* [SET EXERCISE]: Reproduce everything from the line containing "I need to find the pink" down through the end of the data, changing "interface" to "view" and leaving everything else untouched.
*** INPUT
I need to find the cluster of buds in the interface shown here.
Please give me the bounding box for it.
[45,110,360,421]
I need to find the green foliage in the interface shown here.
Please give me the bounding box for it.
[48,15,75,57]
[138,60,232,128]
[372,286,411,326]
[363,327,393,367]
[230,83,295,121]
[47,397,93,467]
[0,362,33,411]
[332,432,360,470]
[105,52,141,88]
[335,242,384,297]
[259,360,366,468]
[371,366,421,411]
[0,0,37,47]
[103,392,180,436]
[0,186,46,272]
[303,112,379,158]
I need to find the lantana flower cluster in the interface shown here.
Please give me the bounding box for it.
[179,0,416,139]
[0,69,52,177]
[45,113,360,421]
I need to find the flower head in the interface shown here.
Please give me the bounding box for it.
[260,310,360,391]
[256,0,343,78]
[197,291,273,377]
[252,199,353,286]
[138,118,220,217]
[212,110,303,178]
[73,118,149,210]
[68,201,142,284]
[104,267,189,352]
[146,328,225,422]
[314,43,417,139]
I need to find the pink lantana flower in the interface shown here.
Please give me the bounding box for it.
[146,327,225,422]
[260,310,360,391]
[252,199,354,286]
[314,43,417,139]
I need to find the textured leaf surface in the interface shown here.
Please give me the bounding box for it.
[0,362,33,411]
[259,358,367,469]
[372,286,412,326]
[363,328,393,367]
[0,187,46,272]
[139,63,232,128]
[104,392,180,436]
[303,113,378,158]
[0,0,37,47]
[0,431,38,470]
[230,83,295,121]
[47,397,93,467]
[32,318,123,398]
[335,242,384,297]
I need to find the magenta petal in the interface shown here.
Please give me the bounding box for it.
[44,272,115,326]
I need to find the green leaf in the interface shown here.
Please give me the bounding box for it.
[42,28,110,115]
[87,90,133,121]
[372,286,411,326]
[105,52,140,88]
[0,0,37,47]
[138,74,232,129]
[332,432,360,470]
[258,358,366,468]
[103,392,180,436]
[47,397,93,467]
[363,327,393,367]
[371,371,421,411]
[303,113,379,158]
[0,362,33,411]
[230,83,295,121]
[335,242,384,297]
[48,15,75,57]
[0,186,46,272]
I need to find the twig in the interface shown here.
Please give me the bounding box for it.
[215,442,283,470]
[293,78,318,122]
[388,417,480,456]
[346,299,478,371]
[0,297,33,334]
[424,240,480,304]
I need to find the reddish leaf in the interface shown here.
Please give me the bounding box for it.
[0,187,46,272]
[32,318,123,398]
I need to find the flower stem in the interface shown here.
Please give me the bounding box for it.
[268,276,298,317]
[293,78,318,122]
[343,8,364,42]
******
* [WRITTEN REPLY]:
I need to find the pink lantana flower in the view shown here.
Please give me the bounding box for it.
[146,327,225,422]
[260,310,360,391]
[252,199,354,286]
[314,43,417,139]
I need to find the textured leaf surface in the view shown here.
Please give me the bounding box for it.
[0,362,33,411]
[259,358,367,469]
[372,286,412,326]
[363,328,393,367]
[0,187,46,272]
[139,63,232,128]
[104,392,180,436]
[303,113,378,158]
[0,0,37,47]
[0,431,38,470]
[230,83,295,121]
[47,397,93,467]
[32,318,123,398]
[335,242,384,297]
I need to find the magenta petal in the view shown here.
Please give me the bounding box for it.
[44,272,115,326]
I need to find the green leaf in the view shown here.
Please give me the bounding box for it.
[42,28,110,115]
[87,90,133,121]
[372,286,411,326]
[105,52,140,88]
[0,0,37,47]
[138,74,232,129]
[332,432,360,470]
[258,358,366,468]
[103,392,180,436]
[47,397,93,467]
[363,327,393,367]
[371,371,421,411]
[303,113,379,158]
[0,362,33,411]
[230,83,295,121]
[335,242,384,297]
[48,15,75,57]
[0,186,46,272]
I need to find the twig in the view shown here.
Please give me the bounding box for it.
[215,442,283,470]
[293,78,318,122]
[388,417,480,456]
[346,299,478,371]
[0,297,33,334]
[424,240,480,304]
I need to find the reddish leaf in the view shown here.
Please give me the bounding box for it.
[0,187,46,272]
[32,318,123,398]
I need to find the flower stem in the view shown here.
Please give me the bounding box for it.
[268,276,298,317]
[293,78,318,122]
[343,8,364,42]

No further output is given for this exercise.